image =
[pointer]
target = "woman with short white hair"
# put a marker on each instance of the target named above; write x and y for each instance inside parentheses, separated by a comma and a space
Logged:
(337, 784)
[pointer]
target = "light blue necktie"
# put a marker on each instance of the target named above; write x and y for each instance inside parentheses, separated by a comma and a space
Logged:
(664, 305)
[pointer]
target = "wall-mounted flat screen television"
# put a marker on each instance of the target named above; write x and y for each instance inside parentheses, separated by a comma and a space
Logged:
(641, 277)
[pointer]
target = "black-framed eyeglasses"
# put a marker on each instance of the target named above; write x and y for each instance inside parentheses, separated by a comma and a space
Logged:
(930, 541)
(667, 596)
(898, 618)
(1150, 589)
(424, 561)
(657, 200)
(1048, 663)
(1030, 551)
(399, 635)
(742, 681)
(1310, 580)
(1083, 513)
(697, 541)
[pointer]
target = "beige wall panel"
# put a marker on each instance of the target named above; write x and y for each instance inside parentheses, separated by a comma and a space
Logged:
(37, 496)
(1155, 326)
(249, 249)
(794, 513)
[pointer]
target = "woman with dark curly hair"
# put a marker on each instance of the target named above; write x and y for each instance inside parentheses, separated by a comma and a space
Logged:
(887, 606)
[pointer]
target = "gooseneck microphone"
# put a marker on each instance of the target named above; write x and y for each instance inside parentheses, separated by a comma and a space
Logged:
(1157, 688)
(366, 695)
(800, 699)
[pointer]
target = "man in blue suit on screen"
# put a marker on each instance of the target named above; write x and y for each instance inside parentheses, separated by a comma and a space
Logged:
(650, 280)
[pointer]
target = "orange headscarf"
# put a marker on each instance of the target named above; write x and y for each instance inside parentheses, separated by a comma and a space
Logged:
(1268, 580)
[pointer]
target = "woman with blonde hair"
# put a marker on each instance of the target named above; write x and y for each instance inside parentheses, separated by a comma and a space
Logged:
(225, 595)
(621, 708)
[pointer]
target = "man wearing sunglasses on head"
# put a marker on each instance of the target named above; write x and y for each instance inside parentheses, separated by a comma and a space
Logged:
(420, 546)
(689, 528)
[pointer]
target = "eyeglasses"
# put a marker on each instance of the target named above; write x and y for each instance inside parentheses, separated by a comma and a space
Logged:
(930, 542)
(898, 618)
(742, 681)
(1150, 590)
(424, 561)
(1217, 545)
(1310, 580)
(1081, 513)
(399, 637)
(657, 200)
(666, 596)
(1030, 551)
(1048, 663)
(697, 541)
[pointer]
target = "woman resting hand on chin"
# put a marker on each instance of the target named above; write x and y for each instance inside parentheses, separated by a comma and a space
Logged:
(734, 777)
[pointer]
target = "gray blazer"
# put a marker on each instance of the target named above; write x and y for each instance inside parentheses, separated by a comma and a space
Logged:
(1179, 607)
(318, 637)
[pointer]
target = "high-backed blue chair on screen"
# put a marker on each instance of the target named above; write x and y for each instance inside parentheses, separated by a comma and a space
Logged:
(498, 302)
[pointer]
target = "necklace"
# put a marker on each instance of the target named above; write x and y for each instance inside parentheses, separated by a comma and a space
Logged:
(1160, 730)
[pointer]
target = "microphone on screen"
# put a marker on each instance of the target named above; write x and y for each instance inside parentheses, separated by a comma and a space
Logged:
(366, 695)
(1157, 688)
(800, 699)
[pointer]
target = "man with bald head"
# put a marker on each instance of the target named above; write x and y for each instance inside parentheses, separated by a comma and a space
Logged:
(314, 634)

========

- [Task goal]
Return every line above where "microphone" appears.

- [Solution for this exercise]
target = "gooseneck microphone"
target = "microphone on screen"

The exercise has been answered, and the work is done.